● **Exercise directions**
Count the lines in the listing below that contain the word "wall", treating case as significant, and give only the number.

● **Task input**
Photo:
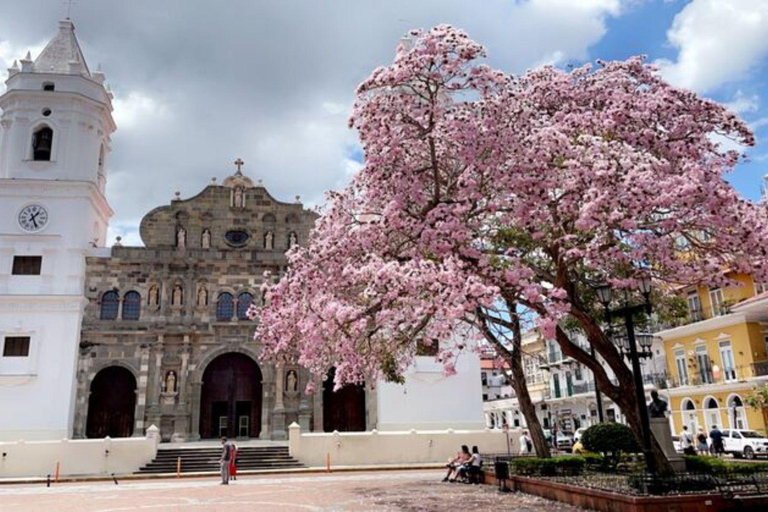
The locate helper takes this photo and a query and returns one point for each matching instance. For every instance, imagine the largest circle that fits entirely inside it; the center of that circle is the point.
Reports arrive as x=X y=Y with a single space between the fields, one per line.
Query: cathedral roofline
x=62 y=54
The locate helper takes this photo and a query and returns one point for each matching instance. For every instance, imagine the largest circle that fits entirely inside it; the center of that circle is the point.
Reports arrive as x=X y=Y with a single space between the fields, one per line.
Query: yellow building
x=719 y=357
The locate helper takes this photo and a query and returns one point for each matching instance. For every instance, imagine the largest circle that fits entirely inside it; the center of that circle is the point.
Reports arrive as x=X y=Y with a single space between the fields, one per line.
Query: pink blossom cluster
x=478 y=185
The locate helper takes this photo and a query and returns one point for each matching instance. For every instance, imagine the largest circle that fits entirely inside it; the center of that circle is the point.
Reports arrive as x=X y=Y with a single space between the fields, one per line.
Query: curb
x=207 y=474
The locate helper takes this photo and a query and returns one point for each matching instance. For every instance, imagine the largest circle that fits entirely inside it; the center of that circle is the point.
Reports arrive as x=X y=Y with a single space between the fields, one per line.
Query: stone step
x=206 y=459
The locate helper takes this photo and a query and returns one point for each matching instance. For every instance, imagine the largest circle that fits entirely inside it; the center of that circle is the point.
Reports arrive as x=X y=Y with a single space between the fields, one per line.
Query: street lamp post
x=598 y=396
x=605 y=295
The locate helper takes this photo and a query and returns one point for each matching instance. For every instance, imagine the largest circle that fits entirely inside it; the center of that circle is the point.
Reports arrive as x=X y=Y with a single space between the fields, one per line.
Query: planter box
x=605 y=501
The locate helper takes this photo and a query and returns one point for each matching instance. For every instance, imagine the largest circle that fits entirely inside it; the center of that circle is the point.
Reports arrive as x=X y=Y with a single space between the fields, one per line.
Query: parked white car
x=745 y=443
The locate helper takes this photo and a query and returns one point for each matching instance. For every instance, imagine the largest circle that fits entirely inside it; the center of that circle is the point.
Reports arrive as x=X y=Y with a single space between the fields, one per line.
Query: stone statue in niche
x=238 y=197
x=170 y=382
x=153 y=296
x=181 y=237
x=178 y=296
x=291 y=382
x=658 y=407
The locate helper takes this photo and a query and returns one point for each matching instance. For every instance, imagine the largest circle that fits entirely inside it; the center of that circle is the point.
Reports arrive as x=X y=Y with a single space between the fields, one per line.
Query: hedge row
x=561 y=465
x=714 y=466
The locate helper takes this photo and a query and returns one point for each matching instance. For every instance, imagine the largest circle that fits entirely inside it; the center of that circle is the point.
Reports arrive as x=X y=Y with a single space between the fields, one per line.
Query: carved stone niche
x=291 y=384
x=170 y=388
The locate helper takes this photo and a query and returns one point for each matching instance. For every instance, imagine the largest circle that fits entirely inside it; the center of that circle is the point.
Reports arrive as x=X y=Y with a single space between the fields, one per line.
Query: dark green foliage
x=613 y=438
x=534 y=466
x=714 y=466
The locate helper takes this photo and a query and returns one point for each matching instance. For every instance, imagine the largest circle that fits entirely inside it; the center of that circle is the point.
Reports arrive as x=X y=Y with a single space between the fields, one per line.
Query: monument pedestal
x=662 y=433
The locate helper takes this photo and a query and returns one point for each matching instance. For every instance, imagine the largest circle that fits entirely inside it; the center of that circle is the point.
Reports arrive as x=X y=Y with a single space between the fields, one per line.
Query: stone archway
x=231 y=397
x=343 y=410
x=111 y=404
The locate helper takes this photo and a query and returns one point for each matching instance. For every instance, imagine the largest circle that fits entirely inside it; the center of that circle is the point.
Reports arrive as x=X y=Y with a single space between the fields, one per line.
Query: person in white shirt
x=686 y=441
x=526 y=445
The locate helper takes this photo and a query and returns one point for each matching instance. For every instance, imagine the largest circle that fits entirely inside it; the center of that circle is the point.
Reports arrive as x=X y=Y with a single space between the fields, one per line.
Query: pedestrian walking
x=716 y=436
x=686 y=440
x=226 y=456
x=701 y=442
x=233 y=462
x=526 y=446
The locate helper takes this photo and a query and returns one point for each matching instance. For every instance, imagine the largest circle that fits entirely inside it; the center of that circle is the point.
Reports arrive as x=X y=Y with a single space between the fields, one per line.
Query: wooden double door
x=231 y=397
x=111 y=404
x=343 y=410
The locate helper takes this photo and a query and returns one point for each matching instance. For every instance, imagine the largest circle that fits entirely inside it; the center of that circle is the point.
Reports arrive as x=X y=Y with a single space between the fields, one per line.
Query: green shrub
x=592 y=460
x=562 y=465
x=715 y=466
x=609 y=438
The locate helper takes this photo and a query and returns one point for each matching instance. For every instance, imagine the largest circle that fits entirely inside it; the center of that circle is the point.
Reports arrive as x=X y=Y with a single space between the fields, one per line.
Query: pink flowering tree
x=482 y=193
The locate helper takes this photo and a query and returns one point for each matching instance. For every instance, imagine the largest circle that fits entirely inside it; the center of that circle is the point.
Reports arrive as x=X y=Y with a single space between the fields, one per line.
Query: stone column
x=371 y=408
x=196 y=389
x=141 y=391
x=278 y=416
x=317 y=403
x=153 y=394
x=180 y=424
x=83 y=394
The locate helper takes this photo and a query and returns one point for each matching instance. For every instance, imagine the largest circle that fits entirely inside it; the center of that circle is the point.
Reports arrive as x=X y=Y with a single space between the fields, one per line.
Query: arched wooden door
x=343 y=410
x=112 y=403
x=230 y=402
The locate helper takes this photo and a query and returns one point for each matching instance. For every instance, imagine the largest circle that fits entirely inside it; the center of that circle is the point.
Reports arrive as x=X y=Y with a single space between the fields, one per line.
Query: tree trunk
x=521 y=390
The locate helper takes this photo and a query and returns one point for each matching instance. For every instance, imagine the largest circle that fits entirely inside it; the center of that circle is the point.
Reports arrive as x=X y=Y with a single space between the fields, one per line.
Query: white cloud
x=135 y=108
x=742 y=103
x=270 y=83
x=719 y=41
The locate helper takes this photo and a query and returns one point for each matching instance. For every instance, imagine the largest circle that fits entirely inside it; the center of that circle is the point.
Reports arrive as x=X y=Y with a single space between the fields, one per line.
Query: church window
x=244 y=301
x=236 y=238
x=16 y=346
x=225 y=307
x=101 y=160
x=131 y=306
x=42 y=142
x=110 y=303
x=27 y=265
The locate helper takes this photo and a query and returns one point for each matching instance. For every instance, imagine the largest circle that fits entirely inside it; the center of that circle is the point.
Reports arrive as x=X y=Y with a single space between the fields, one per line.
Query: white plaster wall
x=430 y=400
x=76 y=457
x=37 y=392
x=373 y=448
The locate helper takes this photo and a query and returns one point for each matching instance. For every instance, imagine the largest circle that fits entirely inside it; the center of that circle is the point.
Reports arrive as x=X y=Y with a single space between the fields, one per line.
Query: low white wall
x=413 y=447
x=77 y=457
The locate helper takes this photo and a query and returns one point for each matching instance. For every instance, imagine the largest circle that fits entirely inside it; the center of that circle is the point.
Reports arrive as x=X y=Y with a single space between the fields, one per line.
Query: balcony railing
x=759 y=368
x=725 y=375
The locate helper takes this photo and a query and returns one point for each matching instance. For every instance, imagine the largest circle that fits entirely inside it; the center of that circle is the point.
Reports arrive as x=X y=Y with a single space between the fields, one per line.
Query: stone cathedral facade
x=165 y=336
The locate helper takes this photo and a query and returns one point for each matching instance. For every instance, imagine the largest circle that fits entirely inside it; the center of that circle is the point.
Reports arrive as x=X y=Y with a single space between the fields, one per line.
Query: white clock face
x=33 y=217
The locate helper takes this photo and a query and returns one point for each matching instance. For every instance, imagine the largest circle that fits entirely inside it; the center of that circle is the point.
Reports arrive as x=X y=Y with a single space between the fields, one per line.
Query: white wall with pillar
x=430 y=400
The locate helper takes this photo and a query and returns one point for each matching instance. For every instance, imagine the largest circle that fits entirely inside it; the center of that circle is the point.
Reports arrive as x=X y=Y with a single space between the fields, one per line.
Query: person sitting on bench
x=454 y=465
x=470 y=471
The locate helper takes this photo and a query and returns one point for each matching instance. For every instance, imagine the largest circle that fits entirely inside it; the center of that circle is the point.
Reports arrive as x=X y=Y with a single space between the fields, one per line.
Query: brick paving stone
x=408 y=491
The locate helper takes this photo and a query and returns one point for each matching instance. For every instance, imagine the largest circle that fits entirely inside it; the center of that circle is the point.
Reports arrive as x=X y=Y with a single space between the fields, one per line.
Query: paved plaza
x=375 y=491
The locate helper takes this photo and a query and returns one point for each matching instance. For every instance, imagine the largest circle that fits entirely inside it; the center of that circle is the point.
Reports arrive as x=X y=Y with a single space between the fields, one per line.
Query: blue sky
x=198 y=84
x=644 y=29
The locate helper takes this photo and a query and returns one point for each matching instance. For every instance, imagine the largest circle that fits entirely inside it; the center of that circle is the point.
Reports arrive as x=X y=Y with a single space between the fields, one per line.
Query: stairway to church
x=206 y=459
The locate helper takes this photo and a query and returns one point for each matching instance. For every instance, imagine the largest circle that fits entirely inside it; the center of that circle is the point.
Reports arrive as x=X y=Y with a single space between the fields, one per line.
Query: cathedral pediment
x=237 y=214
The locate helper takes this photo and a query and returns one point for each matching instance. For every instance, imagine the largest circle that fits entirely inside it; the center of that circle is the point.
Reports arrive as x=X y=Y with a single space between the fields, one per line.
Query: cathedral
x=105 y=341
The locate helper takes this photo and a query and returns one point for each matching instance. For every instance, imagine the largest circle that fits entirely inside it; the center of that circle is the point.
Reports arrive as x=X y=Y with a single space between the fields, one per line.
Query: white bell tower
x=55 y=130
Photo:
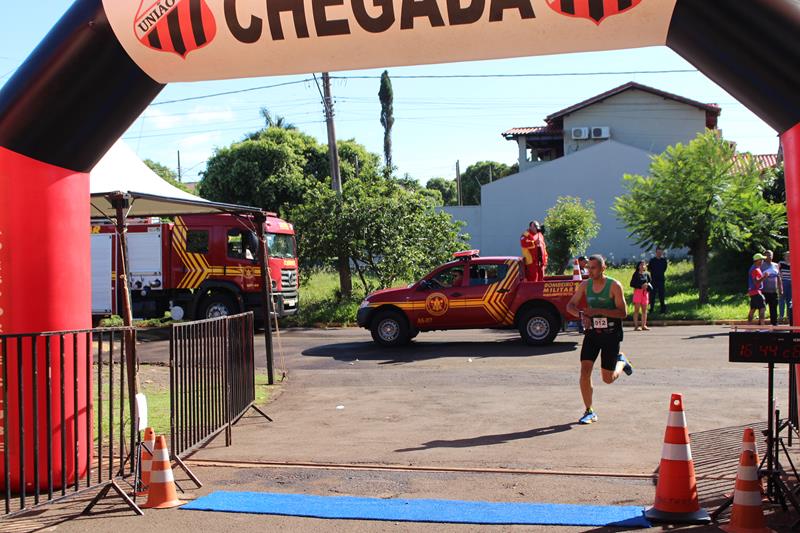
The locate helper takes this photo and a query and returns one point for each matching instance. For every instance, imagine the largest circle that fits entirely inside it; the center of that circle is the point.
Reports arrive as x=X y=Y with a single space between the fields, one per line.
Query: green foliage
x=272 y=171
x=446 y=188
x=387 y=230
x=570 y=226
x=166 y=173
x=386 y=96
x=696 y=197
x=481 y=173
x=727 y=298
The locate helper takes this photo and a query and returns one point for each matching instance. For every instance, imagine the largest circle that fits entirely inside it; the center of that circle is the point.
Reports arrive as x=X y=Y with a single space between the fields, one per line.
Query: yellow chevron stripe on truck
x=196 y=264
x=492 y=300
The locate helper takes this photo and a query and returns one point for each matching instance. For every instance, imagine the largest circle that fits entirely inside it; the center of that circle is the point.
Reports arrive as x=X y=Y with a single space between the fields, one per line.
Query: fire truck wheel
x=216 y=305
x=538 y=327
x=390 y=328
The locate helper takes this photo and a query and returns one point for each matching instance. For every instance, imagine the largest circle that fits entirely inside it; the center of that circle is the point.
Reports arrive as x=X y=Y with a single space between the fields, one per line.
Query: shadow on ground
x=488 y=440
x=421 y=350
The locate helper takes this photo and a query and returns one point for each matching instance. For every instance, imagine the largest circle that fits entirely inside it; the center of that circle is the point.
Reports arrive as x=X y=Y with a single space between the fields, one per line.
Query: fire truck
x=195 y=267
x=471 y=292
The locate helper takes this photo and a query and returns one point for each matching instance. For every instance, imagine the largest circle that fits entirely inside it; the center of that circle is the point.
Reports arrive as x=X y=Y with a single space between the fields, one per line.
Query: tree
x=570 y=226
x=697 y=198
x=166 y=173
x=447 y=188
x=386 y=96
x=273 y=172
x=481 y=173
x=390 y=232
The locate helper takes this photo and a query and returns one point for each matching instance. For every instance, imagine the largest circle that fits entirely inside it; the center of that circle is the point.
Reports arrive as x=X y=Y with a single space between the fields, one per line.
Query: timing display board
x=764 y=347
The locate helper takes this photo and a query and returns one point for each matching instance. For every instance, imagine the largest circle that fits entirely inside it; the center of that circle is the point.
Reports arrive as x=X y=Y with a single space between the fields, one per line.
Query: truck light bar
x=466 y=254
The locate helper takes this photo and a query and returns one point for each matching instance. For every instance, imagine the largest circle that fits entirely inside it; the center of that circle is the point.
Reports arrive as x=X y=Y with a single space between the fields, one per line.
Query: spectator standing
x=755 y=281
x=658 y=269
x=786 y=285
x=772 y=289
x=641 y=283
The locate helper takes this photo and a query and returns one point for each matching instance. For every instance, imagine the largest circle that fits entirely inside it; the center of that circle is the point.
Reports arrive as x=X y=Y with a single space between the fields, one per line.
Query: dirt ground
x=452 y=416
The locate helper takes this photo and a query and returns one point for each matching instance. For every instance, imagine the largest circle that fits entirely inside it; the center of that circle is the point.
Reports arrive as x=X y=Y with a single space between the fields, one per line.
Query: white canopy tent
x=121 y=173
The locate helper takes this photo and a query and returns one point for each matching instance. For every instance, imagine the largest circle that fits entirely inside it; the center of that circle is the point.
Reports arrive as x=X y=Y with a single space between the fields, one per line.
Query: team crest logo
x=177 y=26
x=594 y=10
x=437 y=304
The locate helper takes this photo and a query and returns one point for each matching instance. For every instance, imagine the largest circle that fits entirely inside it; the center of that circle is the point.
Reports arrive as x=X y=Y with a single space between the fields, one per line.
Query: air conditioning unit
x=580 y=133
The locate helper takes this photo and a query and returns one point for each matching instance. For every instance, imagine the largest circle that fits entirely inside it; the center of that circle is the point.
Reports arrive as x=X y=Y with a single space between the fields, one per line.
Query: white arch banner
x=189 y=40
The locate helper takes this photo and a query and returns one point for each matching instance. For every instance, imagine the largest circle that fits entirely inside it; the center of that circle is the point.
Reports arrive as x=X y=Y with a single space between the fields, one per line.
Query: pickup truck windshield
x=281 y=245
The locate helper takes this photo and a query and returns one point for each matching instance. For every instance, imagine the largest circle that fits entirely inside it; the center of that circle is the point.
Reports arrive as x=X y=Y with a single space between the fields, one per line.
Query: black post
x=266 y=291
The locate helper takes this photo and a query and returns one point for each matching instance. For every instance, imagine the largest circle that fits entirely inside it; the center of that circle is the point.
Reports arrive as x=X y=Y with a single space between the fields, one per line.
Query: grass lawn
x=154 y=383
x=727 y=301
x=319 y=305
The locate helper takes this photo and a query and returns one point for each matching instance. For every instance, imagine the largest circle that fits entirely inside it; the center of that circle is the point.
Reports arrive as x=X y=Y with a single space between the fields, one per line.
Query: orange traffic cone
x=148 y=445
x=749 y=443
x=161 y=493
x=576 y=271
x=747 y=515
x=676 y=492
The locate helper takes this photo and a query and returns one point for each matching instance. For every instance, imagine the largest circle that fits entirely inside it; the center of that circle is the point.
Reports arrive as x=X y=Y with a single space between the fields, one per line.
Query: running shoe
x=628 y=368
x=589 y=417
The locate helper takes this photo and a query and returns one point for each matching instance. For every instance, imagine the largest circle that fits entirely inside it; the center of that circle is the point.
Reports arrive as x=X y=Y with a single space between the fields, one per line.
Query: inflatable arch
x=106 y=60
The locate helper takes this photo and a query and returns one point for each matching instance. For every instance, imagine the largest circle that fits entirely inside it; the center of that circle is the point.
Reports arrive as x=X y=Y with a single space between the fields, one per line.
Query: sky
x=438 y=120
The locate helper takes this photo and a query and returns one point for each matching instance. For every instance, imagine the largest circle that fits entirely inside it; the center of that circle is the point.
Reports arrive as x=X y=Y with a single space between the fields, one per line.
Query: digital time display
x=764 y=347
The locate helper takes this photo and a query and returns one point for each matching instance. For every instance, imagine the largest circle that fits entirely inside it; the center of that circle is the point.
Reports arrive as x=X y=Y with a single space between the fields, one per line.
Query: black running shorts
x=757 y=301
x=604 y=344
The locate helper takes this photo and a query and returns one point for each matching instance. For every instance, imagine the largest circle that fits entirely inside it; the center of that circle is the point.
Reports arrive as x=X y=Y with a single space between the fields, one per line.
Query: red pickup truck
x=470 y=292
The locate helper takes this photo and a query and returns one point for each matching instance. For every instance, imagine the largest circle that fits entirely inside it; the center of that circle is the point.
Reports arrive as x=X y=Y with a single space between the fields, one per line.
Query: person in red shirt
x=755 y=282
x=534 y=251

● **Result of this task**
3